Text extract:
━━━━━━━━━━━━━━━━━━━━━━━━━━━━━━
Turning Investment Theses Into Action: Strategic Advisory for PE Portfolios
- bradgunter
- Oct 3
- 5 min read

Every private equity deal starts with a thesis.
You’ve spotted an inefficiency. A growth opportunity. A fragmented market ready for roll-up. You’ve modeled margin expansion, pricing improvements, new service lines, or geographic growth. You’ve convinced your IC, your LPs, and your lenders.
But once the deal closes — who’s turning the thesis into execution?
That’s the gap where many lower middle market (LMM) deals get stuck.
At High Point Advisory Group, we specialize in helping private equity firms translate the strategy they bought into the company they now own. We work side by side with sponsors and operators to take plans off the slide deck and make them real — through financial structure, operational support, and strategic discipline.
In this article, we’ll show how our post-close strategic advisory helps PE-backed companies actually implement the change they need to grow — without slowing down or overbuilding. And if you’re looking for a tactical way to get started, we’re sharing our 100-Day Plan Checklist (free PDF) — just email us at info@highpointadvisorygroup.com to grab it.
Why Execution Falls Flat After the Close
Most lower middle market companies aren’t failing because they lack vision. They’re struggling because they don’t have the financial infrastructure, people, or playbooks to execute.
Even the most compelling investment thesis can fall apart post-close due to:
No 100-day plan (or worse, a forgotten one)
━━━━━━━━━━━━━━━━━━━━━━━━━━━━━━
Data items
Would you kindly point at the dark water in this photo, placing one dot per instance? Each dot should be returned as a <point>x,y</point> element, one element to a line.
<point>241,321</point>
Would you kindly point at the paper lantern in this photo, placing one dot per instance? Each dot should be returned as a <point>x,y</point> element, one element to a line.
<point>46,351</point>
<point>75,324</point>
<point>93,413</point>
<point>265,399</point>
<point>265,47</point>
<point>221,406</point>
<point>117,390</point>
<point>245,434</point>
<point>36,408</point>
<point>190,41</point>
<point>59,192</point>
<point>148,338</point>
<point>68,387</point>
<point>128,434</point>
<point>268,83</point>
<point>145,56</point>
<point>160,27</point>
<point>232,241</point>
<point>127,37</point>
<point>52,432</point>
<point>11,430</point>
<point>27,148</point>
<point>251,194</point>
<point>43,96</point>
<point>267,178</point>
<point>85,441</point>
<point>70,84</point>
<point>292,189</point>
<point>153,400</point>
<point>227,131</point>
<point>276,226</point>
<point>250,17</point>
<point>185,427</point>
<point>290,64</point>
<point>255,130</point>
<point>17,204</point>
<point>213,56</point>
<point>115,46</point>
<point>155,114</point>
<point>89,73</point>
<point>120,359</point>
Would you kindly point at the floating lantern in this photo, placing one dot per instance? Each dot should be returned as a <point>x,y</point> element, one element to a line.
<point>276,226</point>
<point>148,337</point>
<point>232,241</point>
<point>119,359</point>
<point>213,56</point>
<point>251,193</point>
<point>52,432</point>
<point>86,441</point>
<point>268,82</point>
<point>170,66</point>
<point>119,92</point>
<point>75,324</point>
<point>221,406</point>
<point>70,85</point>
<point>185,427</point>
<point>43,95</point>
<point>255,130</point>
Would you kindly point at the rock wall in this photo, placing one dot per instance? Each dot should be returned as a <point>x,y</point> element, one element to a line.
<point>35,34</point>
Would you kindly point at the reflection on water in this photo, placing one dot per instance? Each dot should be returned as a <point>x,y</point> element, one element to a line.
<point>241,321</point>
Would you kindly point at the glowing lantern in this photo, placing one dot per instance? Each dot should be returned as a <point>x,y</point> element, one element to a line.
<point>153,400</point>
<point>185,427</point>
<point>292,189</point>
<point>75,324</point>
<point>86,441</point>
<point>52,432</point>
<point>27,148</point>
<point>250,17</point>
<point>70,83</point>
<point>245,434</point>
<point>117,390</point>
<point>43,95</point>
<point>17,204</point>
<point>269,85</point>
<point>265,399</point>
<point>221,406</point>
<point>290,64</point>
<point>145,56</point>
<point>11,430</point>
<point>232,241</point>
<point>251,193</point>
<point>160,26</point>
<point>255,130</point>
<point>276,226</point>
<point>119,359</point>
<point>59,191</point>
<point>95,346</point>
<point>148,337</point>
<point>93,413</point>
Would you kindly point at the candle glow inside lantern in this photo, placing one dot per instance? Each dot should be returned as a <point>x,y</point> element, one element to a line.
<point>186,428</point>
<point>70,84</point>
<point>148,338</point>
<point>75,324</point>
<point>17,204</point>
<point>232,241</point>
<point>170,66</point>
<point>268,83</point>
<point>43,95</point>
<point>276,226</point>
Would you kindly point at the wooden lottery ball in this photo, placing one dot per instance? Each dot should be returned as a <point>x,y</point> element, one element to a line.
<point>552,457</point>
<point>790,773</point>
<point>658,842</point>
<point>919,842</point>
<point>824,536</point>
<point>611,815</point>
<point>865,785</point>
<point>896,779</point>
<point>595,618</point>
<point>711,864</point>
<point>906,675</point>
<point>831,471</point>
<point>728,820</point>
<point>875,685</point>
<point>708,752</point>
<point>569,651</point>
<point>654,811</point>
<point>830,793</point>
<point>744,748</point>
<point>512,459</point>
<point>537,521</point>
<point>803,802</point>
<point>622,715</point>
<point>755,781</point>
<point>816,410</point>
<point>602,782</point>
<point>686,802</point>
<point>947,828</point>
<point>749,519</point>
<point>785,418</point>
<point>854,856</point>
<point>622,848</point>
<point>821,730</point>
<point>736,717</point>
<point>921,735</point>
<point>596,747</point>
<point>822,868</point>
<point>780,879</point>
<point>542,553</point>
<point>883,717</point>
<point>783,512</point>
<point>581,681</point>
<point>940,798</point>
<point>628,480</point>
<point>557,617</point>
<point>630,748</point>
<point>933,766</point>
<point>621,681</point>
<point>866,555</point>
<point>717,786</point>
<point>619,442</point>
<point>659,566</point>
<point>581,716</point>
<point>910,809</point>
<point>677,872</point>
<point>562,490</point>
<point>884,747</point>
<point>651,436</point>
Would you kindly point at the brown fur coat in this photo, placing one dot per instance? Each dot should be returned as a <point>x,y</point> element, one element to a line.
━━━━━━━━━━━━━━━━━━━━━━━━━━━━━━
Directives:
[A] According to the private equity advisory article, how can a reader get the 100-Day Plan Checklist?
[B] In the rows, rewrite the stretch from the line containing "Would you kindly point at the paper" through the line containing "<point>68,387</point>", changing "paper lantern" to "glowing lantern" and leaving everything else as it is. Return only that stretch.
The article and the rows are unrelated material.

Full answers:
[A] By emailing info@highpointadvisorygroup.com.

[B]
Would you kindly point at the glowing lantern in this photo, placing one dot per instance? Each dot should be returned as a <point>x,y</point> element, one element to a line.
<point>46,351</point>
<point>75,324</point>
<point>93,413</point>
<point>265,399</point>
<point>265,47</point>
<point>221,406</point>
<point>117,390</point>
<point>245,434</point>
<point>36,408</point>
<point>190,41</point>
<point>59,192</point>
<point>148,338</point>
<point>68,387</point>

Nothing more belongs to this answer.